2021-06-18

PHPスクリプトのみのファイルは終了タグ(?>)は省略する。その理由、メリットとは

PHPに関する記事

PHPのスクリプトは、下記のように開始タグ<?phpと終了タグ?>の間に書きます。
しかし、実際の開発現場では、終了タグを省略し、記述しないことが主流です。その理由について説明します。

タグ省略時の実際の動作について

下記のコードはPHPコードの基本形です。

<?php
// 開始タグと終了タグの間に
// スクリプトを記述
?>
[EOF]

下記のように、タグの外に記述された文字列は、PHPのコードとは認識されず、文字列としてそのまま出力されてしまいます。

開始タグの外なので
echo "Hello.";
は実行されない。
<?php
// 開始タグと終了タグの間に
// スクリプトを記述
?>
[EOF]

そして、上記のように終了タグ?>をスクリプトの最後に記述するのが基本ですが、PHPスクリプトのみで構成されたファイルは、下記のように閉じタグ?>を省略することが可能です。

<?php
// スクリプトを記述
// 閉じタグを削除したが
// PHPのスクリプトのみで構成されている
// ファイルであれば問題なく動作する
[EOF]

省略できる?省略が望ましい?省略しなければいけない?

省略可能といいましたが、省略したほうがよいようです。

■ **課題の目標**
PHPの終了タグに関する文章のうち、「しかし、実際の開発現場では、」を含む箇所から始めて「のまま出力されてしまいます。」で終わる範囲を、一字一句違えずに書き写してください。 なお、データはこの作業では一切用いません。

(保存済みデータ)
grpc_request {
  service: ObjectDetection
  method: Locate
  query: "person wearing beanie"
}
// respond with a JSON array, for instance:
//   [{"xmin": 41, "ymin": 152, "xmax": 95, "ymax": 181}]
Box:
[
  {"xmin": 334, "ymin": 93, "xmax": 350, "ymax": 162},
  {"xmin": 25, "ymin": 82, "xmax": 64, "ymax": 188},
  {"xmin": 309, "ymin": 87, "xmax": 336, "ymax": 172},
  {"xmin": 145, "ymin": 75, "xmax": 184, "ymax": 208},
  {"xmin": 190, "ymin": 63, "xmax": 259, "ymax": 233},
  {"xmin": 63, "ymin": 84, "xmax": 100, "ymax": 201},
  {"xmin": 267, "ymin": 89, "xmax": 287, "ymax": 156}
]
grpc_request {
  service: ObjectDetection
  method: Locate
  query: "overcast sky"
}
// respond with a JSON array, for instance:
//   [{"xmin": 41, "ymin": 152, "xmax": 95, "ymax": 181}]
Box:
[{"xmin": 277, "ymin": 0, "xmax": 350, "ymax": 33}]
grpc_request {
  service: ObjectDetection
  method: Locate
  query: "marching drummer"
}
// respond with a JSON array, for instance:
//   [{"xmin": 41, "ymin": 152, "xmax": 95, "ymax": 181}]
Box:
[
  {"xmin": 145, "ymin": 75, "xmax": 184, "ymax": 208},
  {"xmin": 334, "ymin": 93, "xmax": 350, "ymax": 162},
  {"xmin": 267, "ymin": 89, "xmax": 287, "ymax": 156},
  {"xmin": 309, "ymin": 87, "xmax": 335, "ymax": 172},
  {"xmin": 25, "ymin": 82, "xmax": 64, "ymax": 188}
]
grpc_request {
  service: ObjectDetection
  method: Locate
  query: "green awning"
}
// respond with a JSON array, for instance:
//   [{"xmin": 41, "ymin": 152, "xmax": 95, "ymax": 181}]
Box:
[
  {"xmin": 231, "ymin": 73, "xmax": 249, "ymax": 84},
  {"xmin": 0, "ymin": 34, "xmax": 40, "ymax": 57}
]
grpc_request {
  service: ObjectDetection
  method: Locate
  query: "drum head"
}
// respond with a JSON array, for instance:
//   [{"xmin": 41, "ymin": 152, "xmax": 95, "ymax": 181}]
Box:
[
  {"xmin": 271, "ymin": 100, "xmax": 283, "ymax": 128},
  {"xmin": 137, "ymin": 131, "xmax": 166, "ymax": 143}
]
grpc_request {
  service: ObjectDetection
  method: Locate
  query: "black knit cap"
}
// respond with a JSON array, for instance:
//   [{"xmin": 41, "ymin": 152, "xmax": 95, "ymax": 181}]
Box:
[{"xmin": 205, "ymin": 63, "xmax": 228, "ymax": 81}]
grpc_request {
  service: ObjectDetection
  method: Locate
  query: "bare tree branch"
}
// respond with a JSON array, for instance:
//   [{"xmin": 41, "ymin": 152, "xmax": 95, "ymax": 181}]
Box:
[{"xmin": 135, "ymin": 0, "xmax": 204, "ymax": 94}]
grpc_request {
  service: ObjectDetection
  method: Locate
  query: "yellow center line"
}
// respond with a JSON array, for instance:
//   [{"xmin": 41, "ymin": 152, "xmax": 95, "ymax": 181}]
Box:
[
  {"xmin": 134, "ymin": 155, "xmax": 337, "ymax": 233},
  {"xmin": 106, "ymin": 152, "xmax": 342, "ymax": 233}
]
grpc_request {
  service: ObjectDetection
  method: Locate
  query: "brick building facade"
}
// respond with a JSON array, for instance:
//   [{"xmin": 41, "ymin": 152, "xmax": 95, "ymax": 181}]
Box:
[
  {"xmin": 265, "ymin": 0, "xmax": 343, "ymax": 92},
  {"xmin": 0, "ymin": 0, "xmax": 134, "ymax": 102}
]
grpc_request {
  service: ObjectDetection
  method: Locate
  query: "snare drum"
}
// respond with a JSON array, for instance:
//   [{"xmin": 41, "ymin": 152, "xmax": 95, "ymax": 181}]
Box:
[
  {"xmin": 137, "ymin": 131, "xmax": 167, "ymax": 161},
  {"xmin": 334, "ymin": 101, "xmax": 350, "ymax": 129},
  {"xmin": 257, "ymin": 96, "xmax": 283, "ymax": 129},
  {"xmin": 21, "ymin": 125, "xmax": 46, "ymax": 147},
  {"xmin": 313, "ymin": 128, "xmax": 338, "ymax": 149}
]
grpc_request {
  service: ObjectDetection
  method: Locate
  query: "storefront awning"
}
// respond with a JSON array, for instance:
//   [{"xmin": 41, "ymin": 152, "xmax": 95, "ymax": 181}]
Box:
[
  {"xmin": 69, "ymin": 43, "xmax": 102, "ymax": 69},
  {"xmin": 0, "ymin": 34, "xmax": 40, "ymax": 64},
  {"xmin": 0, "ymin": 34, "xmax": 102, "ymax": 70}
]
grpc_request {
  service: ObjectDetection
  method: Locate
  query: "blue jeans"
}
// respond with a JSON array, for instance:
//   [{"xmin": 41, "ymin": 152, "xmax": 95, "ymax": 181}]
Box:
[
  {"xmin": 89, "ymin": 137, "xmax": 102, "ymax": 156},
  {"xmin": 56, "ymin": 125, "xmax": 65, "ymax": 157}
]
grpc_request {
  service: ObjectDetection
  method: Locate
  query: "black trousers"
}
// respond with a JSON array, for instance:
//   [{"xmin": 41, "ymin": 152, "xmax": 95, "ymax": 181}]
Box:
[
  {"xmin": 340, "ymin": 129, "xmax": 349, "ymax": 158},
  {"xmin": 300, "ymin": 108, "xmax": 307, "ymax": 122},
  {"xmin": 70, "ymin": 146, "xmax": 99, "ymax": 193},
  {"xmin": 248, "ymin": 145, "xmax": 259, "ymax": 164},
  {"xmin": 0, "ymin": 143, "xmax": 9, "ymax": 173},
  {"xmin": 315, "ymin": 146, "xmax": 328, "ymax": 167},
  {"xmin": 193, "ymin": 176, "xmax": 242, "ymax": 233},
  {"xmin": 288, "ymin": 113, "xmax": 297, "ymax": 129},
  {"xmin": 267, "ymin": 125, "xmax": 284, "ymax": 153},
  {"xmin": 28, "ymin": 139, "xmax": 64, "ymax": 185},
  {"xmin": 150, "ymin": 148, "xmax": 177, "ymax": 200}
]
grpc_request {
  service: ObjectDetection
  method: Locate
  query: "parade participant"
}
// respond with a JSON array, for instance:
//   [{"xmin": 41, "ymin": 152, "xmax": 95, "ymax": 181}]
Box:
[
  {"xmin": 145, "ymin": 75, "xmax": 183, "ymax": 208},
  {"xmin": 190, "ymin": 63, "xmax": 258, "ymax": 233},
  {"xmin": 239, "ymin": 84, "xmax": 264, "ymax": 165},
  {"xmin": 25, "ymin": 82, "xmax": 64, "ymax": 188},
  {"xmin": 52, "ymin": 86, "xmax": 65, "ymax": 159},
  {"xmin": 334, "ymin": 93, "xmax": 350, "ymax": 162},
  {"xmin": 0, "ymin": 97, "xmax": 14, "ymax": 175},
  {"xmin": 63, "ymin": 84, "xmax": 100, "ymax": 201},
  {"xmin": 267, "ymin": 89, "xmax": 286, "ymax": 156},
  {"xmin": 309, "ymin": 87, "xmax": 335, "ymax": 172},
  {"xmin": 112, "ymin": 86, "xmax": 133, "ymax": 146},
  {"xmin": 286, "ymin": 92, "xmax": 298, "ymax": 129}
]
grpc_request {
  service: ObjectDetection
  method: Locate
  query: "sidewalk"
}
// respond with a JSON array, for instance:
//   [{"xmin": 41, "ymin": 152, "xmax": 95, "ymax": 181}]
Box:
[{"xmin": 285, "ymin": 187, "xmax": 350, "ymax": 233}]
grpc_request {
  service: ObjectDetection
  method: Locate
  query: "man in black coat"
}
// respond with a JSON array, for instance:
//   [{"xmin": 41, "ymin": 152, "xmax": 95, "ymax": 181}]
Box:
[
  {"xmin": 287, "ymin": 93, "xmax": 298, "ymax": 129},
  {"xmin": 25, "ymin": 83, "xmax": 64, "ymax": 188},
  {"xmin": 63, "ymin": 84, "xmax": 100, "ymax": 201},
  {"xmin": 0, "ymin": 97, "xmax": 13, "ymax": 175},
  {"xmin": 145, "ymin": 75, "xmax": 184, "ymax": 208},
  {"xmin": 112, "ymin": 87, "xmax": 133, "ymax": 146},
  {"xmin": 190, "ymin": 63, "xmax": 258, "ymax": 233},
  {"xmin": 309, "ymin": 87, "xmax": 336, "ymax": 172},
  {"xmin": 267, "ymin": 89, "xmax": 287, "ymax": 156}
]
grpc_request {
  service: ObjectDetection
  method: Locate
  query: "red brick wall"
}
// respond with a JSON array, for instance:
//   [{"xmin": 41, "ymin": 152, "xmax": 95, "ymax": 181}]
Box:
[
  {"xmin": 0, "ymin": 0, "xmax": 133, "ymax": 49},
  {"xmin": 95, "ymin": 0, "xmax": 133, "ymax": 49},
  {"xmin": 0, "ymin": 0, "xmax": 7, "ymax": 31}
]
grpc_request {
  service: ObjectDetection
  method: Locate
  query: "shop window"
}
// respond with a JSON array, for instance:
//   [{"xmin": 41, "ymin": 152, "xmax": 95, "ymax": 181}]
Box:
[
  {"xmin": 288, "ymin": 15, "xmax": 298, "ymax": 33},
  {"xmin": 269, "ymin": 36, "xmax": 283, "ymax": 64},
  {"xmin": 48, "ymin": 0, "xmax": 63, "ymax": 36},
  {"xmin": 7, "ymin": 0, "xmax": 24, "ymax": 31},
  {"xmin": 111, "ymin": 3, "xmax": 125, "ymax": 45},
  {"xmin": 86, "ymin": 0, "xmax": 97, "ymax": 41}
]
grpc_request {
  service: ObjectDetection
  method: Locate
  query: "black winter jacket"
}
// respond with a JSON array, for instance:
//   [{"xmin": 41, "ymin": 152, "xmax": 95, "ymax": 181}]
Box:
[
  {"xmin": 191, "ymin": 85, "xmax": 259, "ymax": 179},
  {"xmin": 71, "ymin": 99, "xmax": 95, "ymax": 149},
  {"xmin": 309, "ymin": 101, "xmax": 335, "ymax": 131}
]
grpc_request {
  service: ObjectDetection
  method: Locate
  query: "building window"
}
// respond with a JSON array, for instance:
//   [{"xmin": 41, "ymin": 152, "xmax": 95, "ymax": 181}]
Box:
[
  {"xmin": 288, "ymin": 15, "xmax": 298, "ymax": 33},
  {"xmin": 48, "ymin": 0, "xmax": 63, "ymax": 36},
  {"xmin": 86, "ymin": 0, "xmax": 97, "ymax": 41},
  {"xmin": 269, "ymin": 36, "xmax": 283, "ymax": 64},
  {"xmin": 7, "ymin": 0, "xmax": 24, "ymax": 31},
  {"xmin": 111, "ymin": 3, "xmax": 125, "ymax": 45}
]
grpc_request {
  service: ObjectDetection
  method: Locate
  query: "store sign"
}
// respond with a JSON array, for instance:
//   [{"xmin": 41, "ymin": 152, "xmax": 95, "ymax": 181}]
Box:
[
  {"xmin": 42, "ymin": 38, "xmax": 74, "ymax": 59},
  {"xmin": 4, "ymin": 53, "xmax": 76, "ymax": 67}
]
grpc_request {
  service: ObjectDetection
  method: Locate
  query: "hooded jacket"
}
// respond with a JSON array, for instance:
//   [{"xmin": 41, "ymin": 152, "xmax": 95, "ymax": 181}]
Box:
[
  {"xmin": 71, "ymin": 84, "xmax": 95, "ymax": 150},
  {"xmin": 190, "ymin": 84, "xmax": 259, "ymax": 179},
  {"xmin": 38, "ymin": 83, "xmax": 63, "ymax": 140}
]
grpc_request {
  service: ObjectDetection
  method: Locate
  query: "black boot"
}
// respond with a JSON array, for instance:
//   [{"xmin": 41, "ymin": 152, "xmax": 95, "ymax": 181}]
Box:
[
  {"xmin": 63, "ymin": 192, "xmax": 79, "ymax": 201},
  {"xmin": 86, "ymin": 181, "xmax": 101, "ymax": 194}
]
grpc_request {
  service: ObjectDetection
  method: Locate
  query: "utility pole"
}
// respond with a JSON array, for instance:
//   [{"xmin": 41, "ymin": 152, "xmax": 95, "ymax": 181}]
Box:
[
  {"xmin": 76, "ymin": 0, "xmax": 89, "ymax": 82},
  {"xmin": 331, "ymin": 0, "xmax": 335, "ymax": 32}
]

■ **正解**
しかし、実際の開発現場では、終了タグを省略し、記述しないことが主流です。その理由について説明します。

タグ省略時の実際の動作について

下記のコードはPHPコードの基本形です。

<?php
// 開始タグと終了タグの間に
// スクリプトを記述
?>
[EOF]

下記のように、タグの外に記述された文字列は、PHPのコードとは認識されず、文字列としてそのまま出力されてしまいます。